_Material shown_
____________

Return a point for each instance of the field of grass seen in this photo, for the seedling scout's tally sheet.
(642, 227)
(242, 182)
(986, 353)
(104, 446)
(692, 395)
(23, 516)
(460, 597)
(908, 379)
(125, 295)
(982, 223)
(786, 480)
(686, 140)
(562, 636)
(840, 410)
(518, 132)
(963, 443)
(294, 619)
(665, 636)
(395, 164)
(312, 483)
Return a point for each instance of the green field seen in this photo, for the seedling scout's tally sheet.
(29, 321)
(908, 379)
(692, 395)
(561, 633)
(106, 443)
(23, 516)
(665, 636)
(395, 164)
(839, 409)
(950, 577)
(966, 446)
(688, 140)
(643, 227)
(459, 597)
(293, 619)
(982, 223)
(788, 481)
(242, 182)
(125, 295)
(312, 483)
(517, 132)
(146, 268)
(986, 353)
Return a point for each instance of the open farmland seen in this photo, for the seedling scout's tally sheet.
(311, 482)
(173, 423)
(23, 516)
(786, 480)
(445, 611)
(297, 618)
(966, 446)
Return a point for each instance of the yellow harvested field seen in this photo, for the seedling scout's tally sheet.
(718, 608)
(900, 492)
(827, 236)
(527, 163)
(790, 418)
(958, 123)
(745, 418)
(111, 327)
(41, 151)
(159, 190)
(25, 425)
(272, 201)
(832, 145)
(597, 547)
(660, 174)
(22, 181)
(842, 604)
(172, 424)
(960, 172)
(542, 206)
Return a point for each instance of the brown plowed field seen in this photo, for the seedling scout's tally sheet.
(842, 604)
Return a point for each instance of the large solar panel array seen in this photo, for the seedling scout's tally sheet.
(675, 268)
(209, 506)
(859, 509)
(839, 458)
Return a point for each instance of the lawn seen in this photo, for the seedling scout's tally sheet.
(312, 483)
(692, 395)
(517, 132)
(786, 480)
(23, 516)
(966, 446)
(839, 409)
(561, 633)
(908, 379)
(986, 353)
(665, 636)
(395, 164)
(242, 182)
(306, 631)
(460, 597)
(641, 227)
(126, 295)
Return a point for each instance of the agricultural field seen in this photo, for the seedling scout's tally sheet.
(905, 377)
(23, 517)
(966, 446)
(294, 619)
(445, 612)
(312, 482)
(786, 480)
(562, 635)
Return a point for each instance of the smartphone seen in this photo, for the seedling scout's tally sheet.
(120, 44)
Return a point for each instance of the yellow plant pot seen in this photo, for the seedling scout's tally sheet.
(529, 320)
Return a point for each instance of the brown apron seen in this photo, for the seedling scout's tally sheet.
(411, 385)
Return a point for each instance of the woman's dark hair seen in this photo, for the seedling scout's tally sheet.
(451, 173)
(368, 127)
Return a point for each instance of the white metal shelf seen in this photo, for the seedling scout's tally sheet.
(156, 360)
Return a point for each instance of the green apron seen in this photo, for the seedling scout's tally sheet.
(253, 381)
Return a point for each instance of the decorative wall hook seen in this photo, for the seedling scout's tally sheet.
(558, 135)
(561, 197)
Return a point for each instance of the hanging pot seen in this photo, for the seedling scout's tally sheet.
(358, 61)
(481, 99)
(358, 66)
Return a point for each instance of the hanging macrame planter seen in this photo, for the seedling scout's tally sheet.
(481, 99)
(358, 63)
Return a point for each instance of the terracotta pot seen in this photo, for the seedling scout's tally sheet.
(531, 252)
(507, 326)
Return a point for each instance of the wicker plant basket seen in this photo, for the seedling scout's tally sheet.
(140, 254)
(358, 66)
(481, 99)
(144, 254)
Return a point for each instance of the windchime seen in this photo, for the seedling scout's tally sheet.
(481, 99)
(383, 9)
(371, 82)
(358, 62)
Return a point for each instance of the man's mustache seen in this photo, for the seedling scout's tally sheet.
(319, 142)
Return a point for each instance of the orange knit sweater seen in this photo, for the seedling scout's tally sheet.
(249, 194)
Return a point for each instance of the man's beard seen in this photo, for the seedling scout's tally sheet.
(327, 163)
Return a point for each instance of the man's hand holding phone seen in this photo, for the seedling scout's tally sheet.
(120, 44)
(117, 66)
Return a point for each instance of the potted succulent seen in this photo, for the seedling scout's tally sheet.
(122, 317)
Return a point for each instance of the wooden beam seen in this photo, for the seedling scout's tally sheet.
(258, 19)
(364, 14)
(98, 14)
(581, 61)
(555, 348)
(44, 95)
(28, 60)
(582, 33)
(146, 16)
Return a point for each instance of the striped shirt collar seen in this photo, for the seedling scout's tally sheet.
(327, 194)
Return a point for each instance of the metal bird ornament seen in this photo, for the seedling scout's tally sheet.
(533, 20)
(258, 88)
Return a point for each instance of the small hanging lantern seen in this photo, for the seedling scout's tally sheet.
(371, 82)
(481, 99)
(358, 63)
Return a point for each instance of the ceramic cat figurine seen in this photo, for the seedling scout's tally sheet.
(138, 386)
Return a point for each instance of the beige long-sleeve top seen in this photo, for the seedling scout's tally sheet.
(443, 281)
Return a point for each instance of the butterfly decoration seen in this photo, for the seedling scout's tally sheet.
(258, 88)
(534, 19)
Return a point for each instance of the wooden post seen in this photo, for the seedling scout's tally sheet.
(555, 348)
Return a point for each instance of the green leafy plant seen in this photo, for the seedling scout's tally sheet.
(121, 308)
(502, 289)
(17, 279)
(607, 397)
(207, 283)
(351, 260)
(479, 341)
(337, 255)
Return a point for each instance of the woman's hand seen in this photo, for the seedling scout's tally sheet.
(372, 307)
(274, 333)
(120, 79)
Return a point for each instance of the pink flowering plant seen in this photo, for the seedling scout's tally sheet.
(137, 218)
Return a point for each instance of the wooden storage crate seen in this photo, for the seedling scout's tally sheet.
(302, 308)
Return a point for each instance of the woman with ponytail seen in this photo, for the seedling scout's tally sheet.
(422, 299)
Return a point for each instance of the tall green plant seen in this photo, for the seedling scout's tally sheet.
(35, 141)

____________

_Objective_
Every line above should be retyped exactly as given.

_Problem solution_
Return a point for each instance of the field of grass seen in this photo, for the seedling scout's tally sheet.
(642, 227)
(242, 182)
(986, 353)
(104, 446)
(692, 395)
(23, 516)
(460, 597)
(908, 379)
(125, 295)
(982, 223)
(786, 480)
(686, 140)
(562, 636)
(840, 410)
(518, 132)
(963, 443)
(294, 619)
(665, 636)
(395, 164)
(312, 483)
Return a point for each instance of the green field seen in this photo, for the seedling scout's tally sheet.
(29, 321)
(908, 379)
(692, 395)
(561, 633)
(106, 443)
(23, 516)
(665, 636)
(395, 164)
(839, 409)
(950, 577)
(966, 446)
(688, 140)
(643, 227)
(459, 597)
(293, 619)
(982, 223)
(788, 481)
(242, 182)
(125, 295)
(312, 483)
(517, 132)
(146, 268)
(986, 353)
Return a point for each instance of the open farmland seen in this photo, for the seedling scout's tally sheet.
(311, 482)
(173, 423)
(23, 516)
(786, 480)
(445, 611)
(297, 618)
(966, 446)
Return a point for each instance of the yellow harvested field seen in this photo, for the seedling scout's tally sheet.
(718, 608)
(900, 492)
(827, 236)
(527, 163)
(790, 418)
(958, 123)
(745, 418)
(111, 327)
(41, 151)
(159, 190)
(25, 425)
(272, 201)
(832, 145)
(597, 547)
(660, 174)
(22, 181)
(842, 604)
(172, 424)
(960, 172)
(542, 206)
Return a point for each instance of the brown plowed field seen in this photo, for the seedling scout's tally sheet.
(842, 604)
Return a point for each instance of the large solar panel array seen in this photo, for the seedling scout's tally sheet.
(675, 268)
(209, 506)
(859, 509)
(839, 458)
Return a point for each instance of the lawn seen in this photo, for the seedling scout's tally sheet.
(312, 483)
(692, 395)
(517, 132)
(786, 480)
(23, 516)
(966, 446)
(839, 409)
(561, 633)
(908, 379)
(986, 353)
(665, 636)
(395, 164)
(242, 182)
(306, 631)
(460, 597)
(641, 227)
(126, 295)
Return a point for each instance of the agricultural field seen in this photo, for the seedling scout's tally sheet.
(905, 377)
(23, 517)
(966, 446)
(294, 619)
(445, 612)
(312, 482)
(786, 480)
(562, 635)
Return a point for each instance of the smartphone seen in this photo, for the seedling scout's tally sheet.
(120, 44)
Return a point for each instance of the yellow plant pot seen in this photo, for the seedling scout's tally sheet.
(529, 320)
Return a point for each instance of the brown apron seen in this photo, for the seedling scout's tally sheet.
(411, 385)
Return a point for each instance of the woman's dark hair seen in this photo, for the seedling scout's tally sheet.
(451, 173)
(368, 127)
Return a point for each instance of the white metal shelf seen in this photo, for the seedling scout's tally sheet.
(156, 360)
Return a point for each instance of the green apron seen in this photo, for the seedling scout's tally sheet.
(253, 381)
Return a point for each instance of the decorative wall hook seen in this photo, for the seedling scout's tally sheet.
(558, 135)
(561, 197)
Return a point for each instance of the hanging pot seen in this photo, for the seedling scout's tally sheet.
(358, 61)
(481, 99)
(358, 66)
Return a point for each instance of the hanging macrame planter seen in this photo, for the seedling scout's tally sheet.
(481, 99)
(358, 63)
Return a point for each instance of the terracotta pot seen in this photo, for the seedling scout's tally sheet.
(531, 252)
(507, 326)
Return a point for each instance of the wicker plant basket seen in this photo, for the seedling scout's tally sheet.
(140, 254)
(358, 66)
(481, 99)
(144, 254)
Return a point for each instance of the windchime seen in this photo, for the seedling scout's tally sheet.
(481, 99)
(383, 9)
(371, 82)
(358, 62)
Return a point for each instance of the man's mustache seen in this photo, for the seedling scout's tally sheet.
(319, 142)
Return a point for each instance of the orange knit sweater seen in this photo, for the seedling scout's tally sheet.
(249, 194)
Return a point for each instance of the man's beard seen in this photo, for the seedling scout's tally sheet.
(327, 163)
Return a point for each instance of the man's hand holding phone seen in this photo, for the seedling scout's tally sheet.
(120, 44)
(117, 66)
Return a point for each instance of the potted succulent seen in this photo, for the seedling scout's tally sheet.
(122, 317)
Return a point for each instance of the wooden beam seen in this photo, for the seedling scout's tally sheet.
(258, 19)
(364, 14)
(98, 14)
(581, 61)
(555, 348)
(44, 95)
(28, 60)
(582, 33)
(146, 16)
Return a point for each instance of the striped shirt collar seen in this photo, for the seedling scout's tally sheet.
(327, 194)
Return a point for each instance of the metal bird ornament seen in this photo, for the seedling scout's tally sheet.
(533, 20)
(258, 88)
Return a point for each instance of the small hanging lantern seen in this photo, for the seedling scout's tally sheet.
(371, 82)
(481, 99)
(358, 63)
Return a point for each instance of the ceramic cat figurine seen in this photo, for the seedling scout's tally sheet.
(138, 386)
Return a point for each instance of the beige long-sleeve top seen in this photo, for the seedling scout's tally sheet.
(443, 281)
Return a point for each instance of the butterfly decoration seen in this photo, for the seedling scout's tally sheet.
(258, 88)
(534, 19)
Return a point for each instance of the wooden post seen in this photo, for the seedling scout's tally sheet.
(555, 348)
Return a point for each instance of the green leafy plant seen in this photo, for the seedling scout's tally sheet.
(121, 308)
(502, 289)
(17, 279)
(607, 397)
(207, 283)
(351, 260)
(479, 341)
(337, 255)
Return a point for each instance of the woman's hand seen in this photo, for the seedling scout's tally sheet.
(372, 307)
(274, 333)
(120, 79)
Return a point for each instance of the pink flowering plant seen in this photo, for the seedling scout's tally sheet.
(137, 218)
Return a point for each instance of the wooden storage crate seen in this photo, for the seedling scout's tally sheet.
(302, 308)
Return a point for each instance of the woman with ponytail seen in this photo, for the seedling scout's tally sheet.
(422, 299)
Return a point for each instance of the tall green plant seen in this photo, for the seedling scout's tally sheet.
(35, 141)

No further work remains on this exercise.